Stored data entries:
----
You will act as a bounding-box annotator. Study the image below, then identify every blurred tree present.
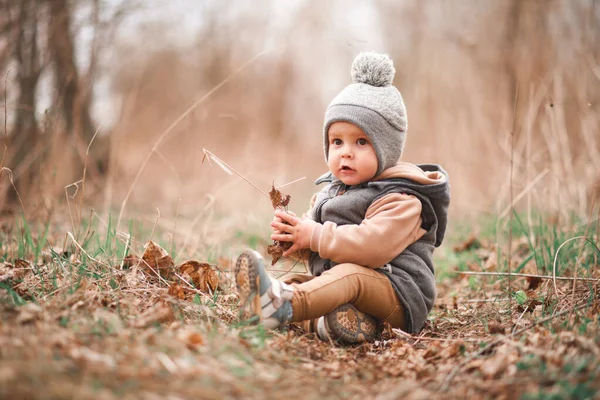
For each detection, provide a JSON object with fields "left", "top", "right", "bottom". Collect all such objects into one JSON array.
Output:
[{"left": 0, "top": 0, "right": 134, "bottom": 212}]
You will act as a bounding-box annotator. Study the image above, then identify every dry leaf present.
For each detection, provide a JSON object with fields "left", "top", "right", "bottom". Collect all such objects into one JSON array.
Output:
[
  {"left": 168, "top": 283, "right": 185, "bottom": 300},
  {"left": 177, "top": 330, "right": 204, "bottom": 350},
  {"left": 453, "top": 232, "right": 481, "bottom": 253},
  {"left": 122, "top": 254, "right": 142, "bottom": 268},
  {"left": 269, "top": 185, "right": 292, "bottom": 209},
  {"left": 488, "top": 321, "right": 505, "bottom": 335},
  {"left": 526, "top": 276, "right": 542, "bottom": 290},
  {"left": 177, "top": 260, "right": 219, "bottom": 293},
  {"left": 133, "top": 303, "right": 174, "bottom": 328},
  {"left": 142, "top": 241, "right": 174, "bottom": 279},
  {"left": 267, "top": 240, "right": 292, "bottom": 265}
]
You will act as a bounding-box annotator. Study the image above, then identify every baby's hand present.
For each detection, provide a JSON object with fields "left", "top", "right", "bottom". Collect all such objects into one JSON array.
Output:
[{"left": 271, "top": 210, "right": 317, "bottom": 257}]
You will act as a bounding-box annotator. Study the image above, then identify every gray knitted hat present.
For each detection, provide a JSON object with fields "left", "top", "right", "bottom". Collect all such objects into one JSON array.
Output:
[{"left": 323, "top": 52, "right": 408, "bottom": 174}]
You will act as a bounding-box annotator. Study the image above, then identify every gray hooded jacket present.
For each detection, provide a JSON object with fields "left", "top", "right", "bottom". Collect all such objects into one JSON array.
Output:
[{"left": 309, "top": 164, "right": 450, "bottom": 333}]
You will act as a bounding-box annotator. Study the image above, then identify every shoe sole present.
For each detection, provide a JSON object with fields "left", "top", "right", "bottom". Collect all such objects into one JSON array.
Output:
[
  {"left": 234, "top": 252, "right": 261, "bottom": 322},
  {"left": 325, "top": 304, "right": 378, "bottom": 344}
]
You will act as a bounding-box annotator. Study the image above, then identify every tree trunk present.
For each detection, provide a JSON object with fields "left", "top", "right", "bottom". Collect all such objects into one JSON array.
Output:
[{"left": 47, "top": 0, "right": 93, "bottom": 143}]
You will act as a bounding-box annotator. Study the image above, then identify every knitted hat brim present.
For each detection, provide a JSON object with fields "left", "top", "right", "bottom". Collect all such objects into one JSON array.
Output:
[{"left": 323, "top": 104, "right": 405, "bottom": 175}]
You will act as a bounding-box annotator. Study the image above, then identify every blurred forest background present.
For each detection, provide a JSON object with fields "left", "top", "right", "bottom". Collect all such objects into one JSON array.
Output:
[{"left": 0, "top": 0, "right": 600, "bottom": 230}]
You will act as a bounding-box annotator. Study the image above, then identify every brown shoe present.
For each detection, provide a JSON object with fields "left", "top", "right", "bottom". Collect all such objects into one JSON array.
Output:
[{"left": 317, "top": 303, "right": 379, "bottom": 344}]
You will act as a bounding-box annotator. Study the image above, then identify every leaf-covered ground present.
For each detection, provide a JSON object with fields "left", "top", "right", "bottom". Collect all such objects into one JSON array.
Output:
[{"left": 0, "top": 216, "right": 600, "bottom": 399}]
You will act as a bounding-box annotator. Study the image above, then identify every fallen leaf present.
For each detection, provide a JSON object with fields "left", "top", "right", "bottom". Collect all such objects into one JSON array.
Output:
[
  {"left": 526, "top": 276, "right": 542, "bottom": 290},
  {"left": 267, "top": 240, "right": 292, "bottom": 265},
  {"left": 141, "top": 241, "right": 174, "bottom": 280},
  {"left": 453, "top": 232, "right": 481, "bottom": 253},
  {"left": 121, "top": 254, "right": 142, "bottom": 268},
  {"left": 168, "top": 283, "right": 185, "bottom": 300},
  {"left": 267, "top": 186, "right": 292, "bottom": 265},
  {"left": 269, "top": 185, "right": 292, "bottom": 209},
  {"left": 488, "top": 321, "right": 505, "bottom": 335},
  {"left": 133, "top": 303, "right": 174, "bottom": 328},
  {"left": 176, "top": 260, "right": 219, "bottom": 293},
  {"left": 177, "top": 330, "right": 204, "bottom": 350}
]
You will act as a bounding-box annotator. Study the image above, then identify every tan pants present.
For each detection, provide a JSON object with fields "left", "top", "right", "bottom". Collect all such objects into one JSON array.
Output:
[{"left": 285, "top": 264, "right": 405, "bottom": 329}]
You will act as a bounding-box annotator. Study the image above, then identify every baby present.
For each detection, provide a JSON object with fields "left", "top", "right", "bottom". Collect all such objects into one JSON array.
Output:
[{"left": 235, "top": 53, "right": 450, "bottom": 343}]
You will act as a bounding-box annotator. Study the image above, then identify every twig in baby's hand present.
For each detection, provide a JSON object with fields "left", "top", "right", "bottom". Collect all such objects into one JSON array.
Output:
[{"left": 267, "top": 184, "right": 292, "bottom": 265}]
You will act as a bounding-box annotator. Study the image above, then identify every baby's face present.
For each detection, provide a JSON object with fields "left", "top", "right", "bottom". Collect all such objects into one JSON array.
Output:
[{"left": 327, "top": 122, "right": 378, "bottom": 185}]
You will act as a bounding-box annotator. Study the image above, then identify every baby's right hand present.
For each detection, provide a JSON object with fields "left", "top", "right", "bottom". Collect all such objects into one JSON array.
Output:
[{"left": 273, "top": 211, "right": 296, "bottom": 235}]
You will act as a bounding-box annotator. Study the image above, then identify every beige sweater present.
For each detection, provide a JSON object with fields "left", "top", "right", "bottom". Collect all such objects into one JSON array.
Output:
[{"left": 302, "top": 162, "right": 446, "bottom": 268}]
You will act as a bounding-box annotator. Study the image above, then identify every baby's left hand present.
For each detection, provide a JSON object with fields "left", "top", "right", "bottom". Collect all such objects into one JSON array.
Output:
[{"left": 271, "top": 210, "right": 317, "bottom": 257}]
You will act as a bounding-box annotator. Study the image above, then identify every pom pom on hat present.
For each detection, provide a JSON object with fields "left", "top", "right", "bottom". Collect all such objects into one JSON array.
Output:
[
  {"left": 323, "top": 52, "right": 408, "bottom": 174},
  {"left": 350, "top": 52, "right": 396, "bottom": 87}
]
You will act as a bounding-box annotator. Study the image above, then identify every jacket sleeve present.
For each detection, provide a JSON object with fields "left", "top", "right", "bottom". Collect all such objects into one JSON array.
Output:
[{"left": 310, "top": 193, "right": 426, "bottom": 268}]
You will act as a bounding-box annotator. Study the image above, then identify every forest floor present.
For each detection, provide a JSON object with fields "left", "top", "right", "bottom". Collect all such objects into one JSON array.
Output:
[{"left": 0, "top": 211, "right": 600, "bottom": 399}]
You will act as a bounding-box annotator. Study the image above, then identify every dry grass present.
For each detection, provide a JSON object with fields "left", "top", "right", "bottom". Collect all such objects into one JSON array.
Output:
[
  {"left": 0, "top": 1, "right": 600, "bottom": 399},
  {"left": 0, "top": 212, "right": 600, "bottom": 399}
]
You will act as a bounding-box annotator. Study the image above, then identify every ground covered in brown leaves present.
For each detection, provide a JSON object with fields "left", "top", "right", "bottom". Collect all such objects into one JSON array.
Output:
[{"left": 0, "top": 217, "right": 600, "bottom": 399}]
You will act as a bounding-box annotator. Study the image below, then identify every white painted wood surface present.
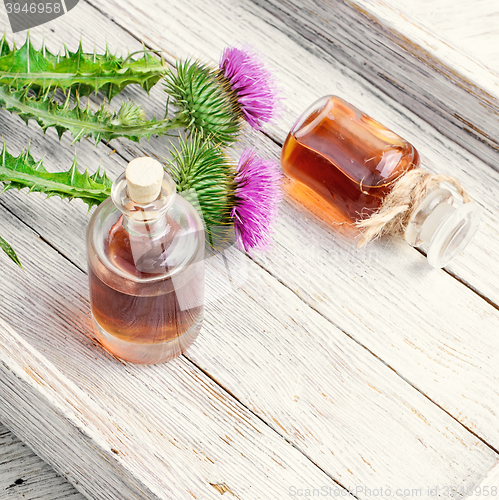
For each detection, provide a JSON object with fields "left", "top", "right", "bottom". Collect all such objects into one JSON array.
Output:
[
  {"left": 0, "top": 0, "right": 499, "bottom": 500},
  {"left": 253, "top": 0, "right": 499, "bottom": 169}
]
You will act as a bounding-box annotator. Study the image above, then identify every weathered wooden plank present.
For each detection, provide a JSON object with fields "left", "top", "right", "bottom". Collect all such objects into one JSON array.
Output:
[
  {"left": 0, "top": 171, "right": 498, "bottom": 499},
  {"left": 80, "top": 0, "right": 499, "bottom": 304},
  {"left": 378, "top": 0, "right": 499, "bottom": 74},
  {"left": 63, "top": 1, "right": 499, "bottom": 449},
  {"left": 0, "top": 1, "right": 494, "bottom": 498},
  {"left": 0, "top": 209, "right": 356, "bottom": 499},
  {"left": 478, "top": 464, "right": 499, "bottom": 497},
  {"left": 0, "top": 424, "right": 84, "bottom": 500},
  {"left": 254, "top": 0, "right": 499, "bottom": 169}
]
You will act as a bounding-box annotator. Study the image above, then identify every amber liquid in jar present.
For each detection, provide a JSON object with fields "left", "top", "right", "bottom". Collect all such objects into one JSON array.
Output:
[
  {"left": 88, "top": 216, "right": 204, "bottom": 362},
  {"left": 281, "top": 96, "right": 420, "bottom": 221}
]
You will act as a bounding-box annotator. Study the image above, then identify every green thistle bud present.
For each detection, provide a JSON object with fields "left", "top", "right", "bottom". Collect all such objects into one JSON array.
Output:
[
  {"left": 165, "top": 60, "right": 242, "bottom": 144},
  {"left": 168, "top": 133, "right": 236, "bottom": 250}
]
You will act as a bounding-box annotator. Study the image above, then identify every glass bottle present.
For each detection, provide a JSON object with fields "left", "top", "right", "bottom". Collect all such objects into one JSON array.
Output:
[
  {"left": 87, "top": 158, "right": 205, "bottom": 364},
  {"left": 281, "top": 96, "right": 479, "bottom": 267}
]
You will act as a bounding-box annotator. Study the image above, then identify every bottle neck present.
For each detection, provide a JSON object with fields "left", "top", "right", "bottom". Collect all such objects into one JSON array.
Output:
[
  {"left": 405, "top": 188, "right": 480, "bottom": 268},
  {"left": 123, "top": 212, "right": 167, "bottom": 238},
  {"left": 111, "top": 172, "right": 176, "bottom": 238}
]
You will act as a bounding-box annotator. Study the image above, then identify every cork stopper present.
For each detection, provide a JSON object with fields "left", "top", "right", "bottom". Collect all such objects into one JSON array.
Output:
[{"left": 125, "top": 156, "right": 164, "bottom": 205}]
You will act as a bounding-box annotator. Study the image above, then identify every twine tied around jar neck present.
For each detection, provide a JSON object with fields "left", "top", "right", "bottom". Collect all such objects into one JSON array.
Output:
[{"left": 355, "top": 168, "right": 471, "bottom": 247}]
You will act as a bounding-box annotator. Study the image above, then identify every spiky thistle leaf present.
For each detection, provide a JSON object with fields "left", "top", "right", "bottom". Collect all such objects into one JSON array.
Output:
[
  {"left": 168, "top": 134, "right": 235, "bottom": 248},
  {"left": 0, "top": 85, "right": 177, "bottom": 142},
  {"left": 0, "top": 143, "right": 112, "bottom": 208},
  {"left": 164, "top": 60, "right": 242, "bottom": 144},
  {"left": 0, "top": 35, "right": 168, "bottom": 100},
  {"left": 0, "top": 236, "right": 23, "bottom": 269}
]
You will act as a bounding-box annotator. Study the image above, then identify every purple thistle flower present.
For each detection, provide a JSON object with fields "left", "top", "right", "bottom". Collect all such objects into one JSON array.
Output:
[
  {"left": 231, "top": 149, "right": 283, "bottom": 252},
  {"left": 220, "top": 47, "right": 278, "bottom": 130}
]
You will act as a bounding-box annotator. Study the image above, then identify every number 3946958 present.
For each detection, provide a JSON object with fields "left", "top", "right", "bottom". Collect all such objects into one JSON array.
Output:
[{"left": 5, "top": 2, "right": 62, "bottom": 14}]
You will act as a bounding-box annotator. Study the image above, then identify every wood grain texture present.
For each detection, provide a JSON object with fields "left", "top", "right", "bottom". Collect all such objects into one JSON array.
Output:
[
  {"left": 74, "top": 2, "right": 499, "bottom": 449},
  {"left": 0, "top": 167, "right": 498, "bottom": 499},
  {"left": 0, "top": 2, "right": 497, "bottom": 498},
  {"left": 0, "top": 424, "right": 85, "bottom": 500},
  {"left": 378, "top": 0, "right": 499, "bottom": 74},
  {"left": 254, "top": 0, "right": 499, "bottom": 169},
  {"left": 478, "top": 464, "right": 499, "bottom": 490}
]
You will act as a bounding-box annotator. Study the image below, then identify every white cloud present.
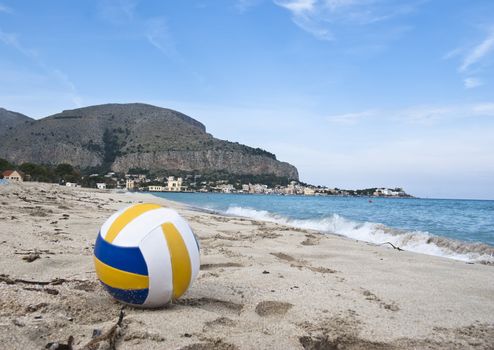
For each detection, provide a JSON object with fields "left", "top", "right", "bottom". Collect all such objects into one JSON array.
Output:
[
  {"left": 463, "top": 77, "right": 483, "bottom": 89},
  {"left": 326, "top": 102, "right": 494, "bottom": 125},
  {"left": 98, "top": 0, "right": 137, "bottom": 24},
  {"left": 0, "top": 3, "right": 12, "bottom": 13},
  {"left": 327, "top": 110, "right": 377, "bottom": 125},
  {"left": 145, "top": 18, "right": 178, "bottom": 58},
  {"left": 235, "top": 0, "right": 263, "bottom": 13},
  {"left": 472, "top": 103, "right": 494, "bottom": 117},
  {"left": 98, "top": 0, "right": 178, "bottom": 59},
  {"left": 459, "top": 30, "right": 494, "bottom": 72},
  {"left": 0, "top": 28, "right": 82, "bottom": 107},
  {"left": 273, "top": 0, "right": 423, "bottom": 40}
]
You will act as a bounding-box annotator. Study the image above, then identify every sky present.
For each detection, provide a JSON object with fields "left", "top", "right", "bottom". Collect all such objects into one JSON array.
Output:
[{"left": 0, "top": 0, "right": 494, "bottom": 199}]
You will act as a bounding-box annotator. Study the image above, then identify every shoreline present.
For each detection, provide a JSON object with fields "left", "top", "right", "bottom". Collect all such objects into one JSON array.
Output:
[
  {"left": 0, "top": 183, "right": 494, "bottom": 350},
  {"left": 150, "top": 193, "right": 494, "bottom": 266}
]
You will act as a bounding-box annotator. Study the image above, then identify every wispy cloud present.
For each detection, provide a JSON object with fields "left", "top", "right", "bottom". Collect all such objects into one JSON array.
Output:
[
  {"left": 98, "top": 0, "right": 137, "bottom": 24},
  {"left": 326, "top": 102, "right": 494, "bottom": 125},
  {"left": 0, "top": 28, "right": 82, "bottom": 107},
  {"left": 327, "top": 110, "right": 377, "bottom": 125},
  {"left": 235, "top": 0, "right": 262, "bottom": 13},
  {"left": 145, "top": 18, "right": 178, "bottom": 58},
  {"left": 463, "top": 77, "right": 483, "bottom": 89},
  {"left": 0, "top": 3, "right": 13, "bottom": 13},
  {"left": 442, "top": 26, "right": 494, "bottom": 89},
  {"left": 459, "top": 29, "right": 494, "bottom": 72},
  {"left": 273, "top": 0, "right": 423, "bottom": 40},
  {"left": 98, "top": 0, "right": 178, "bottom": 59}
]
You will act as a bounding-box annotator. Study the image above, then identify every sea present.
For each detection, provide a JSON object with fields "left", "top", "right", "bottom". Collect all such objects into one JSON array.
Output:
[{"left": 154, "top": 192, "right": 494, "bottom": 264}]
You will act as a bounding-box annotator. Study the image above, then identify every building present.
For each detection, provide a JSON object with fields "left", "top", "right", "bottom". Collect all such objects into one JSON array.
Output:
[
  {"left": 2, "top": 170, "right": 24, "bottom": 182},
  {"left": 166, "top": 176, "right": 182, "bottom": 192},
  {"left": 304, "top": 187, "right": 316, "bottom": 196},
  {"left": 125, "top": 179, "right": 136, "bottom": 190},
  {"left": 218, "top": 184, "right": 235, "bottom": 193}
]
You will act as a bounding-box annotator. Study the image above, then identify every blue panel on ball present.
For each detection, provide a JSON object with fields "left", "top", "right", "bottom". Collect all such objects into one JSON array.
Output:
[
  {"left": 100, "top": 281, "right": 149, "bottom": 305},
  {"left": 94, "top": 233, "right": 148, "bottom": 276}
]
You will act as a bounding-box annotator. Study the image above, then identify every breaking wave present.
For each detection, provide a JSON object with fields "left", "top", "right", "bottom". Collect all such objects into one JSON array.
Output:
[{"left": 224, "top": 206, "right": 494, "bottom": 265}]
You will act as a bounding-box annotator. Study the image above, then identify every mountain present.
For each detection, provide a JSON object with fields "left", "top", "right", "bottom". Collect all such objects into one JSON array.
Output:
[
  {"left": 0, "top": 103, "right": 298, "bottom": 180},
  {"left": 0, "top": 108, "right": 32, "bottom": 135}
]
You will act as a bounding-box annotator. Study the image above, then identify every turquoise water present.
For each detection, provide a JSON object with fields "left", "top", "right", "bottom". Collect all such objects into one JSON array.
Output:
[{"left": 152, "top": 193, "right": 494, "bottom": 262}]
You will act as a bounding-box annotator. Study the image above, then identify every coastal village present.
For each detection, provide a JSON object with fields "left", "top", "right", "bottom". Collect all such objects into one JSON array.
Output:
[{"left": 2, "top": 170, "right": 411, "bottom": 198}]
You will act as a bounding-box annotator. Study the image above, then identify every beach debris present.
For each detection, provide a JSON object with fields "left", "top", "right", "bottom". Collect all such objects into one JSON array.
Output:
[
  {"left": 256, "top": 300, "right": 293, "bottom": 317},
  {"left": 45, "top": 336, "right": 74, "bottom": 350},
  {"left": 82, "top": 307, "right": 125, "bottom": 350},
  {"left": 22, "top": 252, "right": 41, "bottom": 262},
  {"left": 91, "top": 329, "right": 102, "bottom": 338},
  {"left": 378, "top": 242, "right": 404, "bottom": 252},
  {"left": 22, "top": 287, "right": 60, "bottom": 295}
]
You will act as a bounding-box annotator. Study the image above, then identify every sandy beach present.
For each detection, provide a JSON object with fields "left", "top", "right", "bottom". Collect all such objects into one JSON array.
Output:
[{"left": 0, "top": 183, "right": 494, "bottom": 350}]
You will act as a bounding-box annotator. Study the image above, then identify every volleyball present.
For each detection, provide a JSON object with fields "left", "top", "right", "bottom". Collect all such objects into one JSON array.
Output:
[{"left": 94, "top": 203, "right": 200, "bottom": 307}]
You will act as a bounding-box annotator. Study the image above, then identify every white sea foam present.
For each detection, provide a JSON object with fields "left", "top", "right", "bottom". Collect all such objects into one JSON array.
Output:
[{"left": 225, "top": 206, "right": 494, "bottom": 264}]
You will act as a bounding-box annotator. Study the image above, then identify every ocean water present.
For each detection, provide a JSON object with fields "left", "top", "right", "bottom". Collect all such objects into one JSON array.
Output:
[{"left": 152, "top": 193, "right": 494, "bottom": 264}]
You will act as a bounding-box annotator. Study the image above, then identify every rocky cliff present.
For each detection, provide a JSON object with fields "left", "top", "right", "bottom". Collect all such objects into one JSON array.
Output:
[{"left": 0, "top": 103, "right": 298, "bottom": 179}]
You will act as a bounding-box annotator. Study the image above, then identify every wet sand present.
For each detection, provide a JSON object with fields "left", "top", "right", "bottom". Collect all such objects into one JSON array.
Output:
[{"left": 0, "top": 183, "right": 494, "bottom": 350}]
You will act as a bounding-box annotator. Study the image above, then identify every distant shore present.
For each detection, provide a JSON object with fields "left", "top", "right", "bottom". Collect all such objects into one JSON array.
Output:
[{"left": 0, "top": 183, "right": 494, "bottom": 350}]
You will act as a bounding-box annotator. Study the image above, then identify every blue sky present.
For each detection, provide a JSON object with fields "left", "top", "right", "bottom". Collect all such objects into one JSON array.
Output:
[{"left": 0, "top": 0, "right": 494, "bottom": 199}]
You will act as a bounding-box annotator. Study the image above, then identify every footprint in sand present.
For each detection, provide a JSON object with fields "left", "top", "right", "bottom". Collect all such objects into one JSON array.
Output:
[
  {"left": 362, "top": 289, "right": 400, "bottom": 311},
  {"left": 174, "top": 297, "right": 244, "bottom": 315},
  {"left": 270, "top": 253, "right": 337, "bottom": 273},
  {"left": 201, "top": 262, "right": 244, "bottom": 270}
]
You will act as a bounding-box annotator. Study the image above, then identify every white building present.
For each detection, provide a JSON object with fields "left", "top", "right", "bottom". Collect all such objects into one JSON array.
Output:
[
  {"left": 304, "top": 187, "right": 316, "bottom": 196},
  {"left": 125, "top": 179, "right": 135, "bottom": 190},
  {"left": 2, "top": 170, "right": 24, "bottom": 182},
  {"left": 166, "top": 176, "right": 182, "bottom": 192}
]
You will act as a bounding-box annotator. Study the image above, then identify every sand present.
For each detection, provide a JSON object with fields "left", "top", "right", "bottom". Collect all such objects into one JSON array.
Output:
[{"left": 0, "top": 183, "right": 494, "bottom": 350}]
----
◆ Task goal
Select every line in the data above that contains the word "brown". Case counts, so match only lines where it appears with exactly that capitalization.

◆ Output below
You will act as a bounding-box annotator. Study the image above, then identify every brown shoe present.
You will act as a bounding-box annotator. Study the image above, then identify every ground covered in brown leaves present.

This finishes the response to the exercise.